Pull out every line of the rows below and reproduce each one unchanged, character for character.

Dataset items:
╭──

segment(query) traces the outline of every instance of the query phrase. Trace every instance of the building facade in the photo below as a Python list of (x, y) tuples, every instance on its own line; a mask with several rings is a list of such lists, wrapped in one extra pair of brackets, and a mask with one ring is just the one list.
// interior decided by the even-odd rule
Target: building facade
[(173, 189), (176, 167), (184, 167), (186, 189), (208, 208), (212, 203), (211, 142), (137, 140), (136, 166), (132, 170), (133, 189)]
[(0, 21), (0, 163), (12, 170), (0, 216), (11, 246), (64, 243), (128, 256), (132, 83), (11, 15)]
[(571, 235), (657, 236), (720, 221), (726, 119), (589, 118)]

╰──

### EXPECTED ANSWER
segment(query) traces the outline of every instance of the query phrase. Trace every instance of the building facade in the photo below as a Python list of (x, y) tuples, every instance on its own line; a mask with several rings is a list of such lists, wrapped in one extra pair of brackets, and a mask with one ring is just the one list.
// interior decided by the even-odd rule
Target: building facade
[(173, 189), (176, 167), (184, 167), (186, 189), (208, 208), (212, 203), (211, 142), (137, 140), (136, 166), (132, 170), (133, 189)]
[(0, 21), (0, 163), (12, 170), (0, 216), (11, 246), (64, 243), (128, 256), (132, 83), (11, 15)]
[(571, 235), (657, 236), (720, 221), (726, 119), (589, 118)]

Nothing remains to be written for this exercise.